We would love to highlight every detail of the refactoring we did. Let’s just say it was quite the rabbit hole!

Unfortunately, we couldn’t make a big release at the end of October, shipping some UI improvements and a (much asked-for) update to our whitelisting feature. We had a lot to untangle still.

☕️

There’s one quality I find fascinating in developers. We have this borderline masochistic desire to write things the right (read: our) way, whatever that may be. This mood can be triggered by the tiniest of things: a linter preference, an improperly modeled property, or a function having one argument too many. What follows is a multi-day, obsessive grind. Yaks shaved and magnum opi written. The mood is only expelled when the mind feels a calm warmth radiating from the pull-request.

The main goal for our core platform was preparing for the deployment of our marketplaces on Polygon. For Polygon, we needed to deploy our contracts, update our indexers and block explorers in the API and tie these together logically on our frontend. We were happy to have this on the list alongside features because we had code-path overlap, as it allowed us to do some thorough work on the reNFT engine. This is also where the ☕️ came in handy.

Aside from this, we also needed to work on the much-requested wallet URLs and Castle Crush filters. It all involved a lot of moving parts.

For the frontend, the bulk of the work required refactoring how we dealt with page layouts in our application. In an application like NextJS pages are made up of a layout “frame” and a content “slot”. Having the correct data dependencies set up for both types of components is critical for application performance. On the backend, the Polygon support was ready, but serving payloads were still bottlenecked by a lack of pagination and lack of a NFT metadata cache.

These were the most stressful weeks. From the outside, it looked like things were stagnant. The team, however, was hard-pressed to wire up the changes in the stack. The new wallet integrations were deployed and tested on our staging environment, as well as the feature work on the frontend. We really started to feel the gnaw of not delivering to our users.

Things worked. Things actually worked… Of course, things worked!

At the end of November, we had a huge release. From the outside, our application now had shareable wallet URLs, filter options for Castle Crush wallets, and a lot of performance optimizations, bug fixes, and UI tweaks. Under the hood, however, we managed to make changes so the team could ship much faster. This felt like a great moment; it really felt like we reached a summit, and the exciting things we plan to do in the future felt within our reach.

====

GIVEN INSTRUCTION »
Write out the passage of the release post above between "For the frontend, the" and "course, things worked!", inclusive.

Point annotation dataset records:
====

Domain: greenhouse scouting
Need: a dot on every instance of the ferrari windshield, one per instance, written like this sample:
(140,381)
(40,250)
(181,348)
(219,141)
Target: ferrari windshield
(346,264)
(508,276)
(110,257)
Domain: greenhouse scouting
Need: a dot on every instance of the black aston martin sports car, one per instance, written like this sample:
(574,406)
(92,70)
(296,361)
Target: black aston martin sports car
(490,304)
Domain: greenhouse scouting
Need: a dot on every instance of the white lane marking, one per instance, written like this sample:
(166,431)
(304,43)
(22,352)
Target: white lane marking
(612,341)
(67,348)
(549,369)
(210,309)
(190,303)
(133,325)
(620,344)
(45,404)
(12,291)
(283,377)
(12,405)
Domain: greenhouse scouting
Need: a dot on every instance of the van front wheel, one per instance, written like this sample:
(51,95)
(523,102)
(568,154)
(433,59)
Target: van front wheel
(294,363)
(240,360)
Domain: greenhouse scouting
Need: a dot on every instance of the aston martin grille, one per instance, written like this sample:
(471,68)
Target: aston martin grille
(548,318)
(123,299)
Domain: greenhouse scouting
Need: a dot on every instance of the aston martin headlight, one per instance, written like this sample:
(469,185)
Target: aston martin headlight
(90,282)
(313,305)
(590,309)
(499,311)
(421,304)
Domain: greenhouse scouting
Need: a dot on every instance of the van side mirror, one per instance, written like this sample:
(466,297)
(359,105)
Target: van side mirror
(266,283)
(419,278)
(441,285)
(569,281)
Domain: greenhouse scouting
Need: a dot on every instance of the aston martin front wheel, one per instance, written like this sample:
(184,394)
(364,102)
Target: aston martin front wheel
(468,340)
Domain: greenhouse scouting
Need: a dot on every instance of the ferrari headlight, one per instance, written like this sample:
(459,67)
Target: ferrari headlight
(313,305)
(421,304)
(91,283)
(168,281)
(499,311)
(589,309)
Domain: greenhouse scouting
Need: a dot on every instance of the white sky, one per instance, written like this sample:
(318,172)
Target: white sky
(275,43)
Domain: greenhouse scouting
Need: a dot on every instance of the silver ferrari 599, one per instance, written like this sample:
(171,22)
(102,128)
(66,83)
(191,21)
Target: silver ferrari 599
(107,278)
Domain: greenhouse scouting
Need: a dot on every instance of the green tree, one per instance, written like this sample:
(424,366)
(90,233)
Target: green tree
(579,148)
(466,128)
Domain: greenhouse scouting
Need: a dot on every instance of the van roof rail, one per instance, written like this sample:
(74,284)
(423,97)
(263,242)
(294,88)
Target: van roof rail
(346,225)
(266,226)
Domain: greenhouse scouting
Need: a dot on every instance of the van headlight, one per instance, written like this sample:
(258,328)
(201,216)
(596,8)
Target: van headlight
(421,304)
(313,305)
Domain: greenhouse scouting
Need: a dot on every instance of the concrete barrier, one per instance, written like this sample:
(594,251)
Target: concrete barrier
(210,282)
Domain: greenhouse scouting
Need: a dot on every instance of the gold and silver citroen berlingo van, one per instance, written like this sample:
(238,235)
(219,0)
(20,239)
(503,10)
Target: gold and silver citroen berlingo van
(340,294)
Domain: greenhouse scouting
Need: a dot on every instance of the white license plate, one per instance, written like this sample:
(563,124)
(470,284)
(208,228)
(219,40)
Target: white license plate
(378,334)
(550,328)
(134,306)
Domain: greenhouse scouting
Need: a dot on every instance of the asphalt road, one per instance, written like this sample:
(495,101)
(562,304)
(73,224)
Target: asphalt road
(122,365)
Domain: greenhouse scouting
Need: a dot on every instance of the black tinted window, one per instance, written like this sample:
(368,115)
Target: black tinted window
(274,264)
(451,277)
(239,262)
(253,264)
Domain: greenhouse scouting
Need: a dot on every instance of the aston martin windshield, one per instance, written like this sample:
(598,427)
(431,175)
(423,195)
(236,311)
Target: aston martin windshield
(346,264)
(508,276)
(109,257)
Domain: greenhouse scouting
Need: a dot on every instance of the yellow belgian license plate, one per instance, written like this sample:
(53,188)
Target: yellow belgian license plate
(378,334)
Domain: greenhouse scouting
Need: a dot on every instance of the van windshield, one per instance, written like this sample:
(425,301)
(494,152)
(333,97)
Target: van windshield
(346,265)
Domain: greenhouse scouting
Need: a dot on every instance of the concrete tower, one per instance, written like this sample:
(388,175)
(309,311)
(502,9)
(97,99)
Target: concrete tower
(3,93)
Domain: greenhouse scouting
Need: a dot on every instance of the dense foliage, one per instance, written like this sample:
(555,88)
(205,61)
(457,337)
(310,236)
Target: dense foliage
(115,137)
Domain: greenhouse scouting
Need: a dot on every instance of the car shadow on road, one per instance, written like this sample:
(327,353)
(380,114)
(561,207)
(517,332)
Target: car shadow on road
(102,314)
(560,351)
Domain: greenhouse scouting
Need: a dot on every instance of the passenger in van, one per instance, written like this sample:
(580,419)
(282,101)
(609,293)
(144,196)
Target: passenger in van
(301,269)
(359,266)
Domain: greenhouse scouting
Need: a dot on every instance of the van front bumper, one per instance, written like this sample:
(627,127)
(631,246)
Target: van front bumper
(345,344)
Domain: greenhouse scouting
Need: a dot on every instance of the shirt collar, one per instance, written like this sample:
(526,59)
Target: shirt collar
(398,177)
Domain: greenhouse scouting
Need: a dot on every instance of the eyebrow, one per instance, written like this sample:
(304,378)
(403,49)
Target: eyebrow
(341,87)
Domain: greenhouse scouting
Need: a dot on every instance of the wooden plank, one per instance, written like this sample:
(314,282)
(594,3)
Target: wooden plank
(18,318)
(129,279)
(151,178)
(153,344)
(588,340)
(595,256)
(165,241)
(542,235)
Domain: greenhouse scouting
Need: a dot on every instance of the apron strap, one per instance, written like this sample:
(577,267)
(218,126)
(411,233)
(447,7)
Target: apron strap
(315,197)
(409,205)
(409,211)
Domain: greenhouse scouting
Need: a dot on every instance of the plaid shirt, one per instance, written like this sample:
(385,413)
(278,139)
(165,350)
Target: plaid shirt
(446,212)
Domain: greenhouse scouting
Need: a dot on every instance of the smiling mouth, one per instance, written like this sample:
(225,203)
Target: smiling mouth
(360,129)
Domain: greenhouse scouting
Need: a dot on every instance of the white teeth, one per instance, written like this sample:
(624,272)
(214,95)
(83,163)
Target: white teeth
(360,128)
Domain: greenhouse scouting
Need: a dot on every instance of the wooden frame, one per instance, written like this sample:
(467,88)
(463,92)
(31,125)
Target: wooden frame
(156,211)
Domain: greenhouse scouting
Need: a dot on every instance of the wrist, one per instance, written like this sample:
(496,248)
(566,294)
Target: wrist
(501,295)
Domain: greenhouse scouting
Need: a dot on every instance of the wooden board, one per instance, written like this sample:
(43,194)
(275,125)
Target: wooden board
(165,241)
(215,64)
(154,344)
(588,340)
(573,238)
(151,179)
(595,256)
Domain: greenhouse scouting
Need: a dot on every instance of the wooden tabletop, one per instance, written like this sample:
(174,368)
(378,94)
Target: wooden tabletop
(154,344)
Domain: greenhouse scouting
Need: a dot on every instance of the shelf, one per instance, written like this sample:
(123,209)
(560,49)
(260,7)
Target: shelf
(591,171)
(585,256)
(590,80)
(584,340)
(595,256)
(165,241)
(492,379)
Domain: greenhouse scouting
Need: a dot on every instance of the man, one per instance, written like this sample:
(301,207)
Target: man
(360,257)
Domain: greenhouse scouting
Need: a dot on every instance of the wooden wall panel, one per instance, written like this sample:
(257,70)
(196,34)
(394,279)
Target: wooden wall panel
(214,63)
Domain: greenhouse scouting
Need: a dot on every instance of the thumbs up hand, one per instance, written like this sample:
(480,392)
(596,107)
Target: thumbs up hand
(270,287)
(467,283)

====

SOLUTION »
For the frontend, the bulk of the work required refactoring how we dealt with page layouts in our application. In an application like NextJS pages are made up of a layout “frame” and a content “slot”. Having the correct data dependencies set up for both types of components is critical for application performance. On the backend, the Polygon support was ready, but serving payloads were still bottlenecked by a lack of pagination and lack of a NFT metadata cache.

These were the most stressful weeks. From the outside, it looked like things were stagnant. The team, however, was hard-pressed to wire up the changes in the stack. The new wallet integrations were deployed and tested on our staging environment, as well as the feature work on the frontend. We really started to feel the gnaw of not delivering to our users.

Things worked. Things actually worked… Of course, things worked!